→ **Information shown**:

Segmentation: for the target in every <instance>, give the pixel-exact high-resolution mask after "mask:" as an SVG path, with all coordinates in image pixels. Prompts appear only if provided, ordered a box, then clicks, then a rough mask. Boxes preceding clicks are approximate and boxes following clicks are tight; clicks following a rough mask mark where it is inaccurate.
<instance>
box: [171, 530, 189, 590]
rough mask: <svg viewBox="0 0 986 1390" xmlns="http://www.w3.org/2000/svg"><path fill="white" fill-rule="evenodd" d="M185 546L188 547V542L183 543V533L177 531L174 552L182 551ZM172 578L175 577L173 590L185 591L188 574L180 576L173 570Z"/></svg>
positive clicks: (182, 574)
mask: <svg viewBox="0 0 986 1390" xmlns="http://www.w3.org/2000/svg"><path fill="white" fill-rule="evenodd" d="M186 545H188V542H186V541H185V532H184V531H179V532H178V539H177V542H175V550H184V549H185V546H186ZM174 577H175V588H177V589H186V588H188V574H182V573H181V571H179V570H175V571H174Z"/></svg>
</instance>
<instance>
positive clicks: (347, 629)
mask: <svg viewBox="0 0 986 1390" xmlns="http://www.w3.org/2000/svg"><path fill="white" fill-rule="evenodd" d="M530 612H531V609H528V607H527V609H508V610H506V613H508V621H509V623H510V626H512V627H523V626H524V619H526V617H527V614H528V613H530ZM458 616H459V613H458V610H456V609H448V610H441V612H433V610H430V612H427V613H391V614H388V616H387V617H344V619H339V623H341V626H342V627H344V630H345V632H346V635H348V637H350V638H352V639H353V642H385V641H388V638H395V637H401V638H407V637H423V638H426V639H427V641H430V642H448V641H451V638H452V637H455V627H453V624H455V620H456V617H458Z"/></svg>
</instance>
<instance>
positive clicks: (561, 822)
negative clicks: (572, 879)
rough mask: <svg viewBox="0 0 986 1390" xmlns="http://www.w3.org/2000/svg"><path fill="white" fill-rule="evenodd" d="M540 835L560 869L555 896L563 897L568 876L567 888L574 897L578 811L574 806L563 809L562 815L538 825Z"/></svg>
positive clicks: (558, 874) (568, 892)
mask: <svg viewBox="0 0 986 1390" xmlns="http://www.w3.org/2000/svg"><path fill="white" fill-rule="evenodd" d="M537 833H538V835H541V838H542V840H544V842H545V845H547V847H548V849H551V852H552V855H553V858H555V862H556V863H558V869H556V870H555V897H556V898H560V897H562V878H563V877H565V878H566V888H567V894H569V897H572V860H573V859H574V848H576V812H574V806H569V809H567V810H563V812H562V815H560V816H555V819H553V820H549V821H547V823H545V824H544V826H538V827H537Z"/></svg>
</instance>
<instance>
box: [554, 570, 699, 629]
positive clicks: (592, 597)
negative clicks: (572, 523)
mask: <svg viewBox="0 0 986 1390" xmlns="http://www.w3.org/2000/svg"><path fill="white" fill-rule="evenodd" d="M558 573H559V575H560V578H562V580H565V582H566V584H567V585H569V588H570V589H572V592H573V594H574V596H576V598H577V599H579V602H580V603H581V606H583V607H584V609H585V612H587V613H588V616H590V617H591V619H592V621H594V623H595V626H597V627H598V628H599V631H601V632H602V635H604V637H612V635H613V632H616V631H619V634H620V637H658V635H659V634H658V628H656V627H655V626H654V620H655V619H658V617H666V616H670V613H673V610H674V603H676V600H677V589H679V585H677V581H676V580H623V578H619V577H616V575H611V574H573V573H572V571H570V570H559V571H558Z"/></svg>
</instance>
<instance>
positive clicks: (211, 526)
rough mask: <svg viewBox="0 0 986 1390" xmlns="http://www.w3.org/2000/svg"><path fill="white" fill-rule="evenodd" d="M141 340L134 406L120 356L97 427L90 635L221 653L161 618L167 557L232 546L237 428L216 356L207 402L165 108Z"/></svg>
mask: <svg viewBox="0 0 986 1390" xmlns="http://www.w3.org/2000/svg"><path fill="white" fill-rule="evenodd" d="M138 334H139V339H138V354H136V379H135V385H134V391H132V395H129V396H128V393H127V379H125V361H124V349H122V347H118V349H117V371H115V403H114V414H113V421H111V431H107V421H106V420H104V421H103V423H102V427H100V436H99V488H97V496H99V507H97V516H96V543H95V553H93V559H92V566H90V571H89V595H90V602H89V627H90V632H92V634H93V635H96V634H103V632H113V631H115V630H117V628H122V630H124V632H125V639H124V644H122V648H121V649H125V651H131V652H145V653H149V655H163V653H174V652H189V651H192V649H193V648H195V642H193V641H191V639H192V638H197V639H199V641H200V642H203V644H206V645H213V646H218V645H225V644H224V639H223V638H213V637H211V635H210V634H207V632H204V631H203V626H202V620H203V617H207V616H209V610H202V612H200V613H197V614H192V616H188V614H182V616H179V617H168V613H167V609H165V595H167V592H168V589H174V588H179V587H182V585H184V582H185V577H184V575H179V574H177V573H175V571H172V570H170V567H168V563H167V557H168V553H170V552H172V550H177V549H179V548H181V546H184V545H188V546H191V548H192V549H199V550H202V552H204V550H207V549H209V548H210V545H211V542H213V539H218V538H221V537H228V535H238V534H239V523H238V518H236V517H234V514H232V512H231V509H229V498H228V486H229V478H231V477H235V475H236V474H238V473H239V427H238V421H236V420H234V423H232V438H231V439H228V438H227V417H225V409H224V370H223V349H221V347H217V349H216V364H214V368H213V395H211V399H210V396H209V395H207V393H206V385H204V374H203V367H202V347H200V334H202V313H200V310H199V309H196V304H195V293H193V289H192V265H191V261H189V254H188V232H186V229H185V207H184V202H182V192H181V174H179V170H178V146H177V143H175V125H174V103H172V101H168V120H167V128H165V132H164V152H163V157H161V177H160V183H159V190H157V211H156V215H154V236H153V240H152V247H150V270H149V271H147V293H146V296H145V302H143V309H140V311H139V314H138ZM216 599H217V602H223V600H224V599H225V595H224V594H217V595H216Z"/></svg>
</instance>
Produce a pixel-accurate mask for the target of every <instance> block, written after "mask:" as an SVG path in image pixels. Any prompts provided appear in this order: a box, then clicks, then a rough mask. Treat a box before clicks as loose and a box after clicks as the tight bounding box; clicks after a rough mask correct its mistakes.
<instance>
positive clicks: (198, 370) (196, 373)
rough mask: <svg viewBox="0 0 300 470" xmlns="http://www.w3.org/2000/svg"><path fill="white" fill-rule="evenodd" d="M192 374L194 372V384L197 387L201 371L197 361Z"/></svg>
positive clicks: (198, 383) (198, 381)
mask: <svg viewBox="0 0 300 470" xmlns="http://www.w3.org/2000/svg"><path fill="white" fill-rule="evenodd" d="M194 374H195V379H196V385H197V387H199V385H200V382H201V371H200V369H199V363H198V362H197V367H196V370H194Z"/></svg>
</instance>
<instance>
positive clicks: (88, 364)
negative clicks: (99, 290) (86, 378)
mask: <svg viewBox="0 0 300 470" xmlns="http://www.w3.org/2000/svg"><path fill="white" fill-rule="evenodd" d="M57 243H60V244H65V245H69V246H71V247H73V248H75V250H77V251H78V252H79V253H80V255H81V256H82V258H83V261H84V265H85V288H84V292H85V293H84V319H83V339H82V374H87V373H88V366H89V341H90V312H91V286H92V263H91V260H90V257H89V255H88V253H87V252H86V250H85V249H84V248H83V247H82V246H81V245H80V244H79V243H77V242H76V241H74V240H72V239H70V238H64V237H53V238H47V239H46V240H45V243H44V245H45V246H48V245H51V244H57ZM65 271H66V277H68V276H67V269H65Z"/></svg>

→ **Aim of the exercise**: Copy every line of the material, please, keeping it exactly the same.

→ **Solution below**:
Segmentation: for the target in every <instance>, give the pixel-exact high-resolution mask after "mask:" as an SVG path, with all coordinates in image pixels. Prompts appear only if provided, ordered a box, then clicks, then a rough mask. Boxes preceding clicks are approximate and boxes following clicks are tight; clicks following a rough mask mark where it is inaccurate.
<instance>
box: [171, 530, 189, 590]
rough mask: <svg viewBox="0 0 986 1390" xmlns="http://www.w3.org/2000/svg"><path fill="white" fill-rule="evenodd" d="M185 546L188 547V542L183 543V533L177 531L174 552L182 551ZM172 578L175 577L173 590L185 591L188 574L180 576L173 570Z"/></svg>
positive clicks: (182, 574)
mask: <svg viewBox="0 0 986 1390" xmlns="http://www.w3.org/2000/svg"><path fill="white" fill-rule="evenodd" d="M186 545H188V542H186V541H185V532H184V531H179V532H178V539H177V542H175V550H184V549H185V546H186ZM174 577H175V588H177V589H186V588H188V574H182V573H181V571H179V570H175V571H174Z"/></svg>
</instance>
<instance>
positive clicks: (347, 629)
mask: <svg viewBox="0 0 986 1390" xmlns="http://www.w3.org/2000/svg"><path fill="white" fill-rule="evenodd" d="M530 612H531V609H528V607H527V609H508V610H506V613H508V621H509V623H510V626H512V627H523V626H524V619H526V617H527V614H528V613H530ZM458 616H459V613H458V610H456V609H448V610H441V612H433V610H430V612H427V613H391V614H388V616H387V617H344V619H339V623H341V626H342V627H344V630H345V632H346V635H348V637H350V638H352V639H353V642H385V641H388V638H395V637H401V638H407V637H423V638H426V639H427V641H430V642H448V641H451V638H452V637H455V627H453V624H455V620H456V617H458Z"/></svg>
</instance>
<instance>
positive clicks: (561, 822)
negative clicks: (572, 879)
rough mask: <svg viewBox="0 0 986 1390" xmlns="http://www.w3.org/2000/svg"><path fill="white" fill-rule="evenodd" d="M540 835L560 869L555 896L563 897L568 876L567 888L574 897L578 811L574 806L563 809L562 815L538 825Z"/></svg>
positive clicks: (558, 874) (568, 892)
mask: <svg viewBox="0 0 986 1390" xmlns="http://www.w3.org/2000/svg"><path fill="white" fill-rule="evenodd" d="M537 833H538V835H541V838H542V840H544V842H545V845H547V847H548V849H551V852H552V855H553V858H555V862H556V863H558V869H556V870H555V897H556V898H560V897H562V878H563V877H565V878H566V888H567V894H569V897H572V860H573V859H574V848H576V812H574V806H569V809H567V810H563V812H562V815H560V816H555V819H553V820H549V821H547V823H545V824H544V826H538V827H537Z"/></svg>
</instance>
<instance>
box: [554, 570, 699, 629]
positive clicks: (592, 597)
negative clicks: (572, 523)
mask: <svg viewBox="0 0 986 1390" xmlns="http://www.w3.org/2000/svg"><path fill="white" fill-rule="evenodd" d="M558 573H559V575H560V578H562V580H565V582H566V584H567V585H569V588H570V589H572V592H573V594H574V596H576V598H577V599H579V602H580V603H581V606H583V607H584V609H585V612H587V613H588V616H590V617H591V619H592V621H594V623H595V626H597V627H598V628H599V631H601V632H602V635H604V637H612V635H613V632H616V631H619V634H620V637H658V635H659V634H658V628H656V627H655V626H654V620H655V619H658V617H666V616H670V613H673V610H674V603H676V600H677V589H679V585H677V581H676V580H623V578H619V577H616V575H611V574H573V573H572V571H570V570H559V571H558Z"/></svg>
</instance>
<instance>
positive clicks: (211, 526)
rough mask: <svg viewBox="0 0 986 1390" xmlns="http://www.w3.org/2000/svg"><path fill="white" fill-rule="evenodd" d="M141 340L134 406L120 356L97 427L90 635L221 653L161 618L167 557L232 546L237 428L216 356L207 402L165 108Z"/></svg>
mask: <svg viewBox="0 0 986 1390" xmlns="http://www.w3.org/2000/svg"><path fill="white" fill-rule="evenodd" d="M138 334H139V339H138V354H136V379H135V385H134V391H132V395H129V396H128V393H127V379H125V361H124V349H122V347H118V349H117V371H115V403H114V414H113V421H111V431H107V421H106V420H104V421H103V423H102V427H100V436H99V488H97V496H99V507H97V516H96V543H95V553H93V559H92V566H90V571H89V595H90V602H89V627H90V632H92V634H93V635H96V634H103V632H113V631H115V630H117V628H122V630H124V632H125V639H124V644H122V648H121V649H125V651H131V652H145V653H149V655H163V653H174V652H189V651H192V649H193V648H195V642H193V641H191V639H192V638H197V639H199V641H200V642H203V644H206V645H213V646H218V645H225V644H224V639H223V638H213V637H211V635H210V634H207V632H204V631H203V626H202V620H203V617H207V616H209V610H202V612H200V613H197V614H192V616H188V614H182V616H179V617H168V613H167V609H165V595H167V592H168V589H174V588H179V587H182V585H184V582H185V577H184V575H179V574H177V573H175V571H172V570H170V567H168V563H167V557H168V553H170V552H172V550H177V549H179V548H181V546H184V545H188V546H191V548H192V549H199V550H202V552H204V550H207V549H209V548H210V545H211V542H213V539H218V538H221V537H228V535H238V534H239V523H238V518H236V517H234V514H232V512H231V509H229V498H228V486H229V478H231V477H235V475H236V474H238V473H239V427H238V421H236V420H234V423H232V438H231V439H228V438H227V417H225V409H224V370H223V349H221V347H217V349H216V364H214V368H213V395H211V399H210V396H209V395H207V393H206V385H204V374H203V367H202V347H200V334H202V313H200V310H199V309H196V304H195V293H193V289H192V265H191V261H189V254H188V232H186V229H185V207H184V202H182V192H181V174H179V170H178V146H177V143H175V125H174V103H172V101H168V120H167V128H165V132H164V152H163V157H161V177H160V183H159V190H157V211H156V215H154V236H153V240H152V247H150V270H149V271H147V293H146V296H145V302H143V309H140V311H139V314H138ZM216 599H217V602H223V600H224V599H225V595H224V594H217V595H216Z"/></svg>
</instance>
Produce a pixel-accurate mask for the target of every <instance> block, written after "mask:" as an SVG path in image pixels. Any prompts provided appear in this order: a box, then clicks, then a rough mask. Treat a box before clicks as loose and a box after clicks as the tight bounding box; clicks after a rough mask correct its mistakes.
<instance>
positive clicks: (198, 370) (196, 373)
rough mask: <svg viewBox="0 0 300 470" xmlns="http://www.w3.org/2000/svg"><path fill="white" fill-rule="evenodd" d="M192 374L194 372V384L197 387L201 371L197 361Z"/></svg>
positive clicks: (198, 383) (198, 381)
mask: <svg viewBox="0 0 300 470" xmlns="http://www.w3.org/2000/svg"><path fill="white" fill-rule="evenodd" d="M194 374H195V379H196V385H197V387H199V385H200V382H201V371H200V369H199V363H198V362H197V367H196V370H194Z"/></svg>
</instance>
<instance>
positive clicks: (88, 364)
negative clicks: (99, 290) (86, 378)
mask: <svg viewBox="0 0 300 470" xmlns="http://www.w3.org/2000/svg"><path fill="white" fill-rule="evenodd" d="M57 243H60V244H65V245H69V246H71V247H73V248H75V250H77V251H78V252H79V253H80V255H81V256H82V258H83V261H84V265H85V288H84V292H85V293H84V319H83V339H82V374H87V373H88V366H89V341H90V312H91V286H92V263H91V260H90V257H89V255H88V253H87V252H86V250H85V249H84V248H83V247H82V246H81V245H80V244H79V243H77V242H76V241H74V240H72V239H70V238H64V237H53V238H47V239H46V240H45V243H44V245H45V246H48V245H51V244H57ZM65 271H66V277H68V276H67V269H65Z"/></svg>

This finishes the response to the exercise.